What to work on:
Restate the entries below verbatim.

Data to examine:
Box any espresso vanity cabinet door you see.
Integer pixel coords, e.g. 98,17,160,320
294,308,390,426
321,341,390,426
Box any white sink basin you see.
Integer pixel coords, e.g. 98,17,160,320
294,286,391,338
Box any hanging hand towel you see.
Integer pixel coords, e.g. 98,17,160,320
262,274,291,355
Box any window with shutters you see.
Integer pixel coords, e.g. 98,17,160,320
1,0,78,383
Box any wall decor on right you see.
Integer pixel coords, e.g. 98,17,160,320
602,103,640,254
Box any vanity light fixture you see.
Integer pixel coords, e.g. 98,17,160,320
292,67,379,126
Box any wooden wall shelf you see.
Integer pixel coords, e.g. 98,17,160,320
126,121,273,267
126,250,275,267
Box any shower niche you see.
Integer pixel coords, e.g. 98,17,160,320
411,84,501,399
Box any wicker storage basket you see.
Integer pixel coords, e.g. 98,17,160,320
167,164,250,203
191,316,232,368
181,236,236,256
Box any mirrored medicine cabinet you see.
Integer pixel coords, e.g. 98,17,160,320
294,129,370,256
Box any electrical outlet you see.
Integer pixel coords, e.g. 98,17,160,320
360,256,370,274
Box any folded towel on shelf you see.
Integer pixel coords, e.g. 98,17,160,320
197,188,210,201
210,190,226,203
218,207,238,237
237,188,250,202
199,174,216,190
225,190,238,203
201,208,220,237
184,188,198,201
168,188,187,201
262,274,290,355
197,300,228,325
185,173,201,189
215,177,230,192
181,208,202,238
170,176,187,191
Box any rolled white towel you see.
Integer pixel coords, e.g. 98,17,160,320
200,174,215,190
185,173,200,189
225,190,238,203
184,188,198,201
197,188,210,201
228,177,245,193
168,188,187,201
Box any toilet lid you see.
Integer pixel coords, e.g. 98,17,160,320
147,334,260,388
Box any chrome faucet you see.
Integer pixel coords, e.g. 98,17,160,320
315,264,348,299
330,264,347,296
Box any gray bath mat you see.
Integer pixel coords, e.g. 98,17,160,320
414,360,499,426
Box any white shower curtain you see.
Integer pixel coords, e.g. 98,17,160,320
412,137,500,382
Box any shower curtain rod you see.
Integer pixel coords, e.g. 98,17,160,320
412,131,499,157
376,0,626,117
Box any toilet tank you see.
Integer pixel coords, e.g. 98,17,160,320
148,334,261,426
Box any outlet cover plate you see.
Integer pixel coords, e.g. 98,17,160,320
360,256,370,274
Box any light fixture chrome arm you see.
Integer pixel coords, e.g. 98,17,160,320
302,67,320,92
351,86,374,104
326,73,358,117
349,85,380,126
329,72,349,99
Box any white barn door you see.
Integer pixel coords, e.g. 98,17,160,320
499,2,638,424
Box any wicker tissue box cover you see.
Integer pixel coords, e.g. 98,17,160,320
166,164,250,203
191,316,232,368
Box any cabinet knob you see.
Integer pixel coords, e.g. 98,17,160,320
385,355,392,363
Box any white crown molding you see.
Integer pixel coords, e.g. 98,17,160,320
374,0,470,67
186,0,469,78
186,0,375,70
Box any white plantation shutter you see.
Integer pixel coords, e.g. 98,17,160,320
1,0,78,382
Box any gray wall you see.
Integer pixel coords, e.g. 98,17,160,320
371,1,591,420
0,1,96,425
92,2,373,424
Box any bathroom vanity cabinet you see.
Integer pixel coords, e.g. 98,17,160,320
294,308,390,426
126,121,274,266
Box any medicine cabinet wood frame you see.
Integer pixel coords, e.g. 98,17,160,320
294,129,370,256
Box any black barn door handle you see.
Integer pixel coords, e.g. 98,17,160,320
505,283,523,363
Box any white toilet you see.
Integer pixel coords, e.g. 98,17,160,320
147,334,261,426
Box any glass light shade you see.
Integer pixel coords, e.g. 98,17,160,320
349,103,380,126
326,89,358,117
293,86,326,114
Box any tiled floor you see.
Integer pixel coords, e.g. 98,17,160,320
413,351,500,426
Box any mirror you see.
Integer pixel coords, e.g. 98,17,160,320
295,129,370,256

The answer:
Box any espresso vanity cabinet door you see.
Integer pixel coords, e.g. 98,17,160,320
294,308,390,426
321,341,390,426
Box any white sink basin you see.
Integer pixel coords, e.g. 98,17,160,320
294,286,391,338
Box any hanging hand towel you see.
Integer pixel coords, e.g. 98,17,160,320
262,274,291,355
Box any window with shutters you see.
Integer pixel coords, e.g. 98,17,160,320
1,0,78,383
Box any wall decor on right you see.
Integer pixel coords, e.g. 98,17,160,320
602,103,640,254
Box any vanity light fixture you see.
Integer pixel coords, e.g. 98,17,160,320
292,67,379,126
Box any wooden wall shelf you see.
Integer pixel coords, e.g. 98,17,160,320
126,121,273,267
126,250,275,267
Box any shower niche you see.
Integer pixel coords, e.g. 98,17,160,320
411,84,501,399
Box any wicker storage basket you see.
Integer pixel coords, e.g. 98,17,160,320
167,164,250,203
191,316,232,368
181,236,236,256
Box any mirrored medicine cabinet you see.
Integer pixel coords, e.g. 98,17,160,320
294,129,370,256
Box any electrical outlet you see.
Integer pixel coords, e.g. 98,17,160,320
360,256,370,274
Box any folded towel on shelf you see.
Integer pixel coords, e.g. 98,17,160,320
197,188,210,201
210,190,226,203
218,207,238,237
237,188,250,202
199,174,216,190
225,190,238,203
201,208,220,237
184,188,198,201
168,188,187,201
262,274,290,355
197,300,228,325
185,173,201,189
215,177,230,192
181,208,202,238
170,176,187,191
Box any rolled white towel you see.
Integer pixel coords, e.g. 98,17,160,320
200,174,215,190
185,173,200,189
225,190,238,203
184,188,198,201
197,188,210,201
228,177,245,193
168,188,187,201
Box any toilet lid you see.
Integer pixel coords, e.g. 98,17,160,320
147,334,260,388
Box any chrome faucet you see.
Integer pixel coords, e.g. 98,17,160,320
315,264,348,299
330,264,347,296
Box any gray bath mat you see.
Integer pixel coords, e.g. 98,17,160,320
414,360,499,426
Box any white shower curtain you see.
Integer pixel coords, e.g. 98,17,160,320
412,137,500,382
Box any shower curtain rod you see.
Integer pixel coords, e.g. 98,17,160,320
412,131,499,157
376,0,626,117
Box any toilet tank you see.
Integer pixel coords, e.g. 98,17,160,320
148,334,261,426
Box any outlet cover plate you see.
Integer pixel coords, e.g. 98,17,160,320
360,256,370,274
Box any light fixture chrome arm you see.
Integer pixel coords, e.g. 98,17,160,320
302,67,320,92
351,86,374,104
326,73,358,117
349,85,380,126
329,72,349,99
Box any white barn door you see.
Integer pixel coords, e.g. 98,17,160,320
499,2,638,424
Box any wicker tissue box cover you see.
Integer pixel coords, e.g. 98,17,160,320
166,164,250,203
191,316,232,368
Box any cabinet knob you see.
Integer pixel coords, e.g. 98,17,160,320
385,355,392,363
Box any white crown molding you see.
Integer pixel coords, e.g. 98,17,160,320
374,0,470,67
186,0,469,78
186,0,375,70
Box any white plantation shutter you see.
Integer pixel coords, e.g. 98,17,160,320
1,0,78,382
Box any gray wall you see.
Integer pixel coords, e.g. 98,17,160,320
371,1,591,420
0,1,96,425
92,2,373,424
Box any bathroom vanity cabinet you see.
Integer pixel coords, e.g. 98,17,160,320
294,308,390,426
126,121,274,266
Box any medicine cabinet wood frame you see.
Integer pixel coords, e.g. 98,17,160,320
294,129,370,256
Box any black barn door handle you see.
Integer pixel coords, e.g. 98,17,160,320
505,283,523,363
Box any white toilet you see.
Integer pixel coords, e.g. 98,17,160,320
147,334,261,426
Box any glass light shade you see.
Integer pixel coords, e.g. 98,17,160,320
349,103,380,126
326,89,358,117
293,86,326,114
Box any tiled floor you see.
Integer pixel coords, e.g. 98,17,160,320
413,351,500,426
Box any mirror you see.
Integer pixel coords, e.g. 98,17,160,320
295,129,370,256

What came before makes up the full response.